İslam ve Diğer Dinler Tarihi

Dört Halife Dönemi’nin İslam Tarihindeki Yeri ve Önemi

Hz. Peygamber, kendisine gelen vahyi insanlara tebliğ ediyor, uygulamalarıyla da onlara örnek oluyordu. Bunu yaparken bir taraftan insanların dinî ve sosyal problemlerine çözüm üretiyor diğer taraftan da ihtiyaç duyulan kurumların tesisi için çalışıyordu. Hicretin hemen ardından mescit inşası ve suffenin tesis edilmesi bunlardan bazılarıdır.

Onun vefatından sonra, İslam’ın yayıldığı coğrafyanın fetihler yoluyla genişlemeye başlaması, diğer kültür ve medeniyetlerle etkileşimi artırdı. Bu durum var olan bazı kurumların geliştirilmesini, henüz kurulmamış olanların da oluşturulmasını bir zorunluluk hâline getirdi.

Dört Halife Dönemi, Sakifetü beni Saide’deki toplantı ile başladı. Bir tür danışma kurulu niteliğindeki bu toplantı, önemli bir başlangıçtı. Müslümanlar arasında halife seçiminde vuku bulabilecek ciddi bir tartışma, istişare yoluyla ve serinkanlılıkla çözüme kavuştu.

Halife aynı zamanda Müslümanlar arasında meydana gelecek hukuki anlaşmazlıklarda son karar mercidir. Kadılar da hukuki konularda atama yoluyla görev yaparlar. Onlar gönderildikleri bölgelerde halifenin vekilidirler.

▶ _Sağlanan Veriler_
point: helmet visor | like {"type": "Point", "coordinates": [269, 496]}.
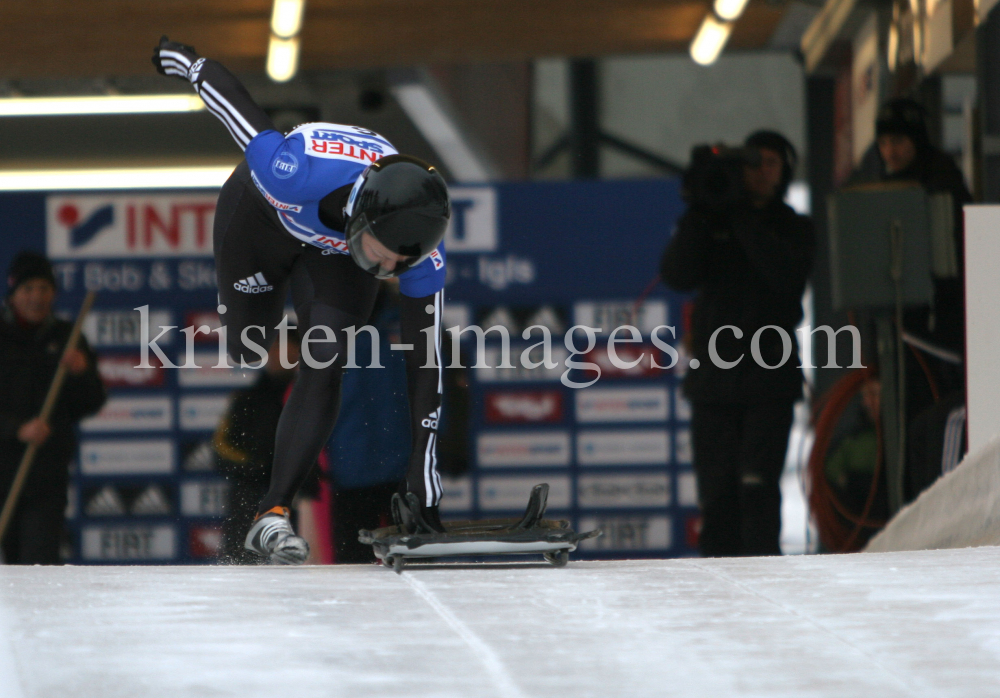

▶ _Verilen Görev_
Kaynak metinde “Dört Halife Dönemi, Sakifetü beni Saide’deki toplantı ile başladı” sözleriyle açılan paragrafı, temel bilgilerini koruyarak maddeler hâlinde yeniden yazın.

▶ _Cevap_
- Dört Halife Dönemi, Sakifetü beni Saide’deki toplantıyla başladı.
- Bir tür danışma kurulu niteliğindeki bu toplantı önemli bir başlangıçtı.
- Halife seçiminde Müslümanlar arasında çıkabilecek ciddi bir tartışma, istişare yoluyla ve serinkanlılıkla çözüldü.